» **About this task**
Print every line of the listing exactly, please.

» **Study material**
════════

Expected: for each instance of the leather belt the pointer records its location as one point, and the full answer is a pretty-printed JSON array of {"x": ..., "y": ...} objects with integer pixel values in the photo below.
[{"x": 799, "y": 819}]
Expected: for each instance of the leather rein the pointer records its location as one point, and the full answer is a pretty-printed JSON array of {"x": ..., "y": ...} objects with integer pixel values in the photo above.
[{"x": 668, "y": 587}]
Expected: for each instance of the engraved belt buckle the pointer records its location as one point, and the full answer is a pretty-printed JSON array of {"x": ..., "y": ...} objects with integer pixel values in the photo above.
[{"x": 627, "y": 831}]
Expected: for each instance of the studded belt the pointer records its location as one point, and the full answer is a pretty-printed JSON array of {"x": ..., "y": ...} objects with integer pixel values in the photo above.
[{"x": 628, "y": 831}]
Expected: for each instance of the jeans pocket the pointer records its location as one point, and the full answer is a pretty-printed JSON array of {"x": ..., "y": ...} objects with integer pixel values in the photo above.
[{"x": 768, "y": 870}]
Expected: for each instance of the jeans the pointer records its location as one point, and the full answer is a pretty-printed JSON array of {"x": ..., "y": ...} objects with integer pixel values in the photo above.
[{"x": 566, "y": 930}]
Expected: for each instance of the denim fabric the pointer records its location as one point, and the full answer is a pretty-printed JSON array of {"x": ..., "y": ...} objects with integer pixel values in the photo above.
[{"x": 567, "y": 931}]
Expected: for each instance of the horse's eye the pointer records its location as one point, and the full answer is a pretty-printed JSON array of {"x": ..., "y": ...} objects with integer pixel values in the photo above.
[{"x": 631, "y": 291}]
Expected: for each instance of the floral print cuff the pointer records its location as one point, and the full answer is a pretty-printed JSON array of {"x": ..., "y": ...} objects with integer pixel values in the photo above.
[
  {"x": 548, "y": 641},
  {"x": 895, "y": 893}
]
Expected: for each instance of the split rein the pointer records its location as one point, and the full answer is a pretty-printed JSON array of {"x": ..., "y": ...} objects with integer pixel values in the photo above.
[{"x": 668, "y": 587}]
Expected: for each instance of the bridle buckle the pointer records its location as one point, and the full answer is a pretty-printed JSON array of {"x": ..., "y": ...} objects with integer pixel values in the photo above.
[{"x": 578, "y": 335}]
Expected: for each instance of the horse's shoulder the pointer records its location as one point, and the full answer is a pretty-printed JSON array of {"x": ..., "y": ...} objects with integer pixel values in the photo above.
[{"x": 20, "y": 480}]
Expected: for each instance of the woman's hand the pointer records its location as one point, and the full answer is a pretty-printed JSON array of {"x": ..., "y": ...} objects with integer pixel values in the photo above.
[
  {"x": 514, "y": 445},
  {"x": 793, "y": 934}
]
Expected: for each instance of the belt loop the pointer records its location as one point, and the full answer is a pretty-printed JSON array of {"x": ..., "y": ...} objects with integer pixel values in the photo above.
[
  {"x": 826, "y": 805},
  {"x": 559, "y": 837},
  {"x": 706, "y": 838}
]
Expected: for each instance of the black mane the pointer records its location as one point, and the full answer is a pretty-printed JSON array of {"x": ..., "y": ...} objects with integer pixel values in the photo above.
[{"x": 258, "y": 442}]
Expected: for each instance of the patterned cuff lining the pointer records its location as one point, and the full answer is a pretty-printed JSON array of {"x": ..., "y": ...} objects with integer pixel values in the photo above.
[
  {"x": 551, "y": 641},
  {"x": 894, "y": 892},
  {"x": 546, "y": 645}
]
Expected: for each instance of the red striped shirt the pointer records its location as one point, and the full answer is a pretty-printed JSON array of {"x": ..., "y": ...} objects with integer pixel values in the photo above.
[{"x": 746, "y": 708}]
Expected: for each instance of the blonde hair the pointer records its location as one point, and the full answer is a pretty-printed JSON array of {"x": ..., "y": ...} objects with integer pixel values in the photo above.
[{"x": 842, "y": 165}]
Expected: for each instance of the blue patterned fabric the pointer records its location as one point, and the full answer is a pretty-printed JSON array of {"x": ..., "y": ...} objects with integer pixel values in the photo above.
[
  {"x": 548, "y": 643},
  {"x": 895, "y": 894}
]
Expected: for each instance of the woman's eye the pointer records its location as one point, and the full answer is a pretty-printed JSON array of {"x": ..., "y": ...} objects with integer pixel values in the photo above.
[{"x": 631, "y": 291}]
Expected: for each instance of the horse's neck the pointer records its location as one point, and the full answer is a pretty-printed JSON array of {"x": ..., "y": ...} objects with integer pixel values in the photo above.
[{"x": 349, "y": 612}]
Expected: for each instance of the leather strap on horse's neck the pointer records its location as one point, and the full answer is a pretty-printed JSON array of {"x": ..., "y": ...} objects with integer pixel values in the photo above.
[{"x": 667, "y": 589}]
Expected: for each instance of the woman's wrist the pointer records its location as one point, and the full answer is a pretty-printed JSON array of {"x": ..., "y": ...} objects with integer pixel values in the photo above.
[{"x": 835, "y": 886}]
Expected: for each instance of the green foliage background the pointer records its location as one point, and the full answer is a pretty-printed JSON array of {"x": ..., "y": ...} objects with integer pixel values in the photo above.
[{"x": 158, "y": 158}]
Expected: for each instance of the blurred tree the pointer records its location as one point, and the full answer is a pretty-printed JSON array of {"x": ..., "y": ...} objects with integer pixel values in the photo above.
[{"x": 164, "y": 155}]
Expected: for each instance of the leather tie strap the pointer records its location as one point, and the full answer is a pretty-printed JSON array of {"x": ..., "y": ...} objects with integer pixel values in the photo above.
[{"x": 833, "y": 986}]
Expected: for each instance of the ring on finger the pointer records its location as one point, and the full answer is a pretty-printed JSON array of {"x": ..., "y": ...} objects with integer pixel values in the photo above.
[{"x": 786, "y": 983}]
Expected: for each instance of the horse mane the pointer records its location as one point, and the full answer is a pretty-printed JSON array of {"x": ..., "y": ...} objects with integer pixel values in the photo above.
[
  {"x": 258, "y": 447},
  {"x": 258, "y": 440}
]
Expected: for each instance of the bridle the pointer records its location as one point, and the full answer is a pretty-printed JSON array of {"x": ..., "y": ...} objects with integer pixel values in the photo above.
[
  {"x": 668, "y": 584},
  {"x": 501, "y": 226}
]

════════

» **Task response**
Expected: for each instance of the leather belt the pointer records its location as one point, and the full answer is a pretty-printed JSON array of {"x": ..., "y": ...} objects with integer pixel values in the photo below.
[{"x": 799, "y": 819}]
Expected: for each instance of the leather rein the pointer records its location as one point, and the full answer is a pretty-printed JSON array of {"x": ..., "y": ...} objects with integer pixel values in the photo above.
[{"x": 668, "y": 587}]
Expected: for each instance of the engraved belt buckle the pointer records its location as one point, and the full answer is a pretty-printed JSON array of {"x": ..., "y": ...} objects with integer pixel values in the photo above.
[{"x": 627, "y": 831}]
Expected: for each instance of the studded belt the pointer records its location as one point, and the full answer is a pretty-printed JSON array of {"x": ..., "y": ...} objects with integer pixel values in the photo above.
[{"x": 628, "y": 831}]
Expected: for each instance of the jeans pocket the pointer records its location as one point, and the full answer is a pretty-printed JSON array of {"x": ..., "y": ...} objects with integer pixel values in the photo above.
[{"x": 768, "y": 870}]
Expected: for each instance of the jeans the pointer records its location as one point, and the full answer is a pretty-printed JSON array of {"x": ..., "y": ...} objects with integer pixel values in the photo above.
[{"x": 566, "y": 930}]
Expected: for each instance of the denim fabric the pointer records its location as one point, and the full answer is a pretty-printed JSON array of {"x": ..., "y": ...} objects with integer pixel values in the photo above.
[{"x": 567, "y": 931}]
Expected: for each instance of the horse's eye the pointer records its location as one point, and the full answer is a pretty-printed JSON array of {"x": ..., "y": ...} objects with integer pixel values in the photo above.
[{"x": 631, "y": 291}]
Expected: for each instance of the floral print cuff the pointer records its location as one point, and the full answer is a pretty-printed JSON array of {"x": ..., "y": ...} objects with integer pixel values in the photo above.
[
  {"x": 548, "y": 641},
  {"x": 895, "y": 893}
]
Expected: for each instance of the split rein the pointer records its location as one point, and the full answer is a pretty-printed JSON array of {"x": ..., "y": ...} objects with integer pixel values in the photo above.
[{"x": 668, "y": 587}]
Expected: for each instance of the bridle buckle the pointer records its location as one point, and the full answer is a pretty-printed JSON array of {"x": ..., "y": ...} objects with integer pixel values in the photo above.
[{"x": 578, "y": 335}]
Expected: for each instance of the horse's shoulder the pointer records its location as one point, and the full answer is a pretty-printed JSON array of {"x": ..., "y": ...} objects with integer pixel values in the photo above.
[{"x": 20, "y": 480}]
Expected: for each instance of the woman's hand the pointer records its location as one point, and the full answer is a pretty-printed JSON array of {"x": ..., "y": ...} objects with integer pixel values in the photo above.
[
  {"x": 514, "y": 445},
  {"x": 793, "y": 934}
]
Expected: for each instance of the belt loop the pointer records its location as one point, and the full answer is a pretty-printed JSON array of {"x": ..., "y": ...} objects with integer pixel values in the photo above.
[
  {"x": 826, "y": 805},
  {"x": 559, "y": 837},
  {"x": 706, "y": 838}
]
Expected: for each instance of the black mane the pointer records its location as one point, and the full answer is a pretty-printed JSON array of {"x": ..., "y": ...} objects with integer pixel values in the photo above.
[{"x": 258, "y": 442}]
Expected: for each instance of the patterned cuff lining the pointer records its location as one point, and the full answer is a pretty-printed JSON array of {"x": ..., "y": ...} objects with integer pixel values in the photo above.
[
  {"x": 551, "y": 641},
  {"x": 894, "y": 892},
  {"x": 546, "y": 645}
]
Expected: for each instance of the red striped shirt the pointer records its location as one point, and the full answer is a pretty-printed JSON array of {"x": ..., "y": ...} objects with integer pixel values in the photo above.
[{"x": 746, "y": 708}]
Expected: for each instance of the blonde hair the pointer records its location as one point, and the full answer is a pretty-printed JSON array of {"x": ..., "y": ...} objects with integer pixel values in the photo above.
[{"x": 842, "y": 165}]
Expected: for each instance of the blue patterned fabric the pointer records its location as one point, and the full answer is a pretty-printed JSON array of {"x": ..., "y": ...} objects with integer pixel values in the photo above.
[
  {"x": 548, "y": 643},
  {"x": 895, "y": 894}
]
Expected: for each instance of the woman's eye the pointer records its location as one point, and the full answer is a pretty-printed JSON array of {"x": ..., "y": ...} objects with integer pixel values in the photo above.
[{"x": 631, "y": 291}]
Expected: for each instance of the horse's neck the pointer records its location as one point, and the full answer is a pretty-printed JSON array of {"x": ..., "y": ...} objects with integer pixel values in the photo above.
[{"x": 349, "y": 612}]
Expected: for each instance of the leather strap on horse's neck the pointer records its location as one point, and the full answer is a pretty-printed JSON array of {"x": ..., "y": ...} objects with integer pixel values in the photo above.
[{"x": 667, "y": 589}]
Expected: for each instance of the woman's wrist the pointer records its location as one point, and the full answer is a pretty-printed JSON array of {"x": ..., "y": ...} objects with integer pixel values in the photo above.
[{"x": 835, "y": 886}]
Expected: for each instance of the green foliage background the pointer records its location as one point, and the full answer is a pretty-printed JSON array of {"x": ..., "y": ...} objects with integer pixel values in the photo above.
[{"x": 158, "y": 158}]
Expected: for each instance of the blurred tree the pointer records its location as one point, and the full answer is a pretty-printed JSON array of {"x": ..., "y": ...} objects with integer pixel values in the photo above.
[{"x": 164, "y": 155}]
Expected: for each instance of the leather tie strap the pointer records its location as one point, and the full answer is a pretty-printed JSON array of {"x": ..., "y": ...} objects with integer pixel values in the photo above.
[{"x": 833, "y": 986}]
Expected: for each instance of the ring on finger the pointer records its location as one point, and the full answer is a pretty-printed JSON array of {"x": ..., "y": ...} objects with integer pixel values in the photo above.
[{"x": 786, "y": 983}]
Expected: for each instance of the horse mane the pointer records its location as one point, and the full answer is a pretty-printed JSON array of {"x": ..., "y": ...} objects with integer pixel values in the photo above.
[
  {"x": 258, "y": 447},
  {"x": 258, "y": 440}
]
Expected: for each instance of the bridle the pointer records its location as one point, and the full answer is a pretty-printed JSON array of {"x": ..., "y": ...} objects with integer pixel values in the photo above.
[
  {"x": 668, "y": 584},
  {"x": 501, "y": 226}
]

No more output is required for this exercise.